> Exercise objective
Please edit the listing below by replacing every "one to a line" with "one per line" and keep everything else the same.

> Record list
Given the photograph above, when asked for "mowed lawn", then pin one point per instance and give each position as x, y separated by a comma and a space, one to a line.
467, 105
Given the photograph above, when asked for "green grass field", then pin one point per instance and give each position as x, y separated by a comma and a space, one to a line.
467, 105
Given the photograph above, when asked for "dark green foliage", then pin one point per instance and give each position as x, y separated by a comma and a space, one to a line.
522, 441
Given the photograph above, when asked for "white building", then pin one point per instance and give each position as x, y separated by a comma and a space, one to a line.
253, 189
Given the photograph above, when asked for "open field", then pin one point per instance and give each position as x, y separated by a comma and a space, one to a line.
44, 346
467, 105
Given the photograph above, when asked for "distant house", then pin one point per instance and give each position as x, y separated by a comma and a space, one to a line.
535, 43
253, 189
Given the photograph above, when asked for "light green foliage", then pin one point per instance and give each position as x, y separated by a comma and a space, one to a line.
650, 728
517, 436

> Task solution
Given the photograph above, when asked for "mowed lawn", then pin one point per instance and give each position as x, y separated by a comma and a space, one per line.
467, 105
Given the photograph above, when asked for "green grass field", then pin one point per instance and give each position as x, y separated by a comma and a space, one per line.
467, 105
Given the photograph above, when asked for "dark green foliage", then pin one point per instance and give each position as x, y separated by a comma and a space, one per line.
522, 441
Given the photograph above, when asked for "white building", then pin one point per instance and give each position as x, y separated by a comma and a space, one per line.
253, 189
Given the photograph above, when asked for "open field", then pin one point per instance and give each position as x, y separated by a comma and a space, one per line.
44, 346
467, 105
Given the photograph above, when asked for "distant house", then pin one point per instance and give each position as x, y separated by a comma and a space, one per line.
535, 43
253, 189
Given the photograph above, when asked for "light green foliage", then pin one point per instance and give each position as x, y separated by a comma and a space, one per line.
650, 728
517, 436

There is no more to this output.